▸ **YOUR INSTRUCTIONS**: Return the following lines verbatim, omitting the pictures.
______________________________
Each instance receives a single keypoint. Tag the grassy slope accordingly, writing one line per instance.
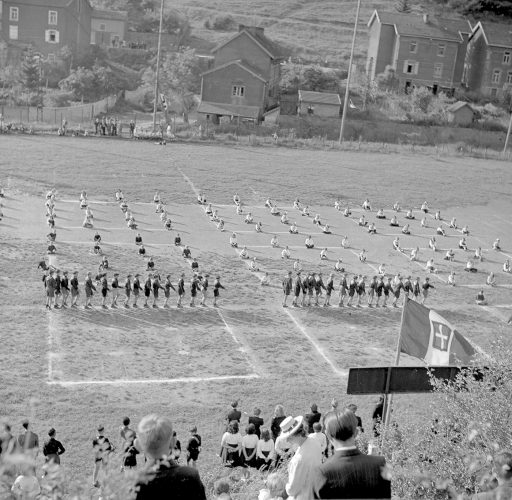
(291, 371)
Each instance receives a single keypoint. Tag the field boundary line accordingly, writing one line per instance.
(318, 347)
(70, 383)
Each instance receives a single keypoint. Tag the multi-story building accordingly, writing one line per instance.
______________________________
▸ **SOLUTION TO THIS PROBLEM**:
Each instance receives a single keypoint. Tag the grassy slope accordingly, writing one line per instance.
(291, 371)
Each instance receives a single keypoint. Tag the field boundary line accordingly, writing one line per instance.
(318, 347)
(70, 383)
Each instance receives a single keypoint. Tag the multi-story building accordingly, writing one line per instance.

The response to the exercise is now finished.